Decide whether each statement agrees with the text on BR Tool traces below. Give yes or no for each and quote the deciding words of the text exactly. (a) A trace is mostly required only for Development Support. (b) The trace should be activated routinely whenever a BR Tool runs. (c) Most trace information can be interpreted correctly outside of development.

SELECTED EXCERPT
______________________________

Summary
To be able to analyze a problem in a BR Tool (brarchive, brbackup, brconnect, brrestore), you need to determine trace information in addition to the normal log information.
Other termsDebugging
Reason and PrerequisitesAs a rule, the information written in a normal log file is sufficient for finding the source of a problem. Therefore, a trace is mostly required only for Development Support. In individual cases (for example, to determine a long-running SQL statement as part of a call of a BR Tool or to determine the actual environment where the tool runs), activating the trace may also make sense outside SAP development.
- Activate the trace in exceptional situations only, if you know exactly which consequences the activation of the trace will have.
- Note that the system sometimes writes an extremely high volume of trace data. For this reason, the file system needs to be sufficiently large and the size of the trace file needs to be monitored.
- Most trace information can be interpreted correctly only by development. Only a part of the information (such as executed SQL statements or environment settings) can be analyzed usefully outside of development.

______________________________

AVAILABLE DATA
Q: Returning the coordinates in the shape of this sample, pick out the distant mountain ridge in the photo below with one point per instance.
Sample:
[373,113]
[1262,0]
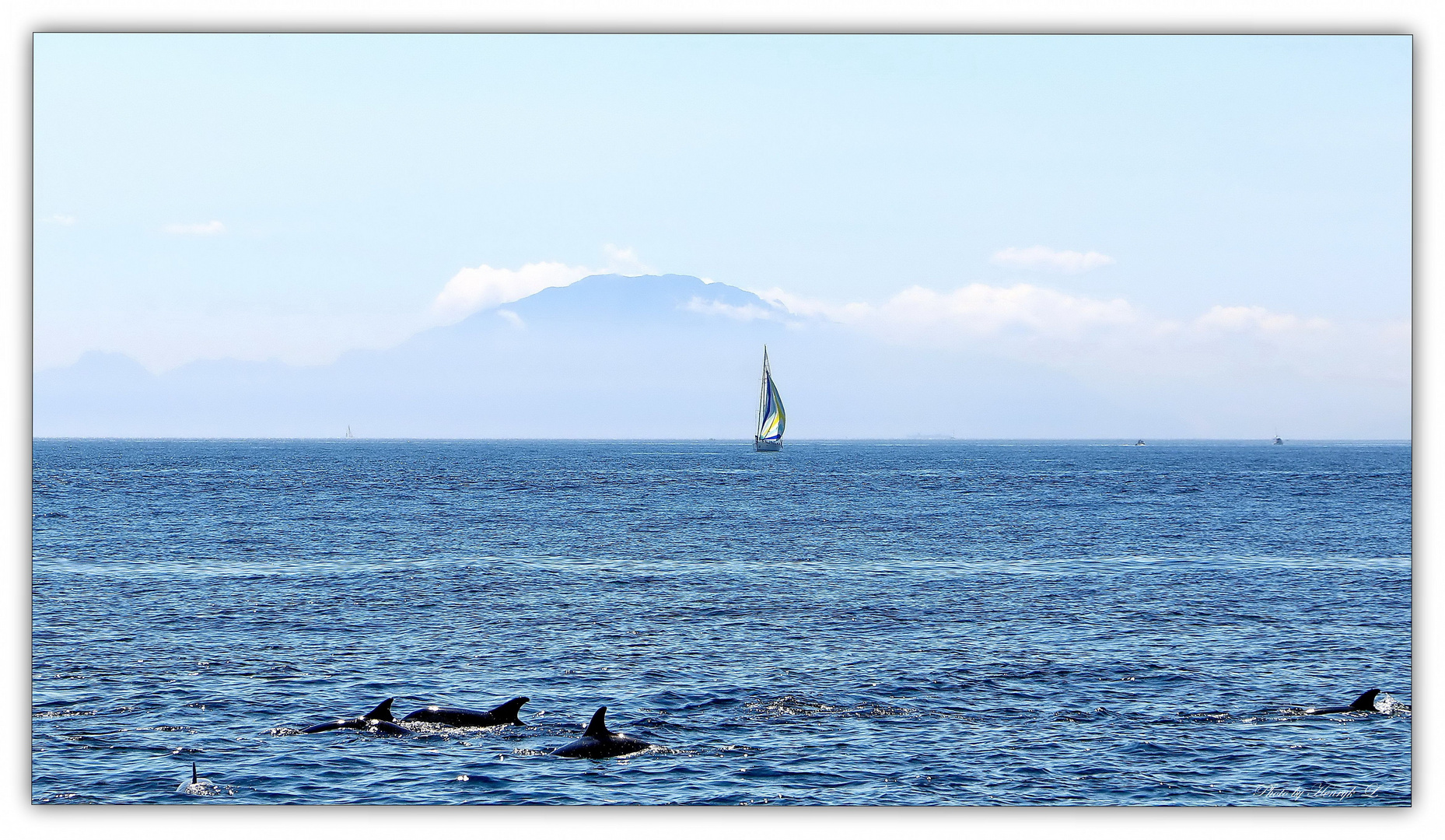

______________________________

EXERCISE ANSWER
(a) Yes: "a trace is mostly required only for Development Support."
(b) No: "Activate the trace in exceptional situations only"
(c) No: "Most trace information can be interpreted correctly only by development."